● Work to do
Copy the records word for word, starting at the line that contains "Pick out the child" and ending after the line that contains "Query: blue sky". Omit the pictures from your copy.

Raw records:
==================================================

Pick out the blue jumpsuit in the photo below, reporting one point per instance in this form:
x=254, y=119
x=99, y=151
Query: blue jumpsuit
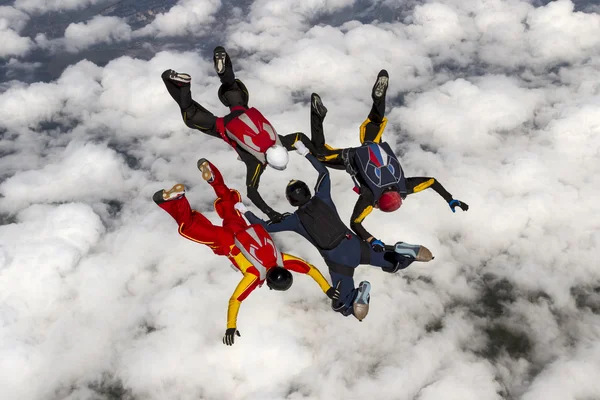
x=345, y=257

==================================================

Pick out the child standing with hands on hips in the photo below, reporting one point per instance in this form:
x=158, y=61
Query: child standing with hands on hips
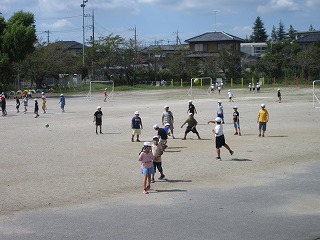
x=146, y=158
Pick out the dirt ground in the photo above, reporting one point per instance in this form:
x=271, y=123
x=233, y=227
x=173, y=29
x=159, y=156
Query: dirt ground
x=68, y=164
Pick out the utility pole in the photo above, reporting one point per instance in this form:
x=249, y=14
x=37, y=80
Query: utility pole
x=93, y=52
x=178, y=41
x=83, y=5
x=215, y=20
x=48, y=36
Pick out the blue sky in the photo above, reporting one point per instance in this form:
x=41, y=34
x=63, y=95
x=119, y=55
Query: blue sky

==================================================

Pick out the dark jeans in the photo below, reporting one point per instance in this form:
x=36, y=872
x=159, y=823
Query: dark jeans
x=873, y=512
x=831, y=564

==================================================

● Response
Pick out the child standing with hands on hips in the photo below, reporting one point per instance in this form:
x=158, y=61
Query: child standing with hands on hips
x=146, y=158
Pick out the dirt ground in the photo above, reporting one point per instance in this form:
x=271, y=123
x=233, y=227
x=173, y=29
x=159, y=156
Query: dirt ground
x=68, y=164
Pick out the utility pole in the photo above, reporting one point per instance in this form:
x=249, y=14
x=37, y=80
Query: utility pole
x=93, y=52
x=178, y=41
x=83, y=5
x=215, y=20
x=48, y=36
Pick out the blue sky in the photo above, reporting one point per instance in this form:
x=41, y=34
x=63, y=95
x=119, y=55
Query: blue sky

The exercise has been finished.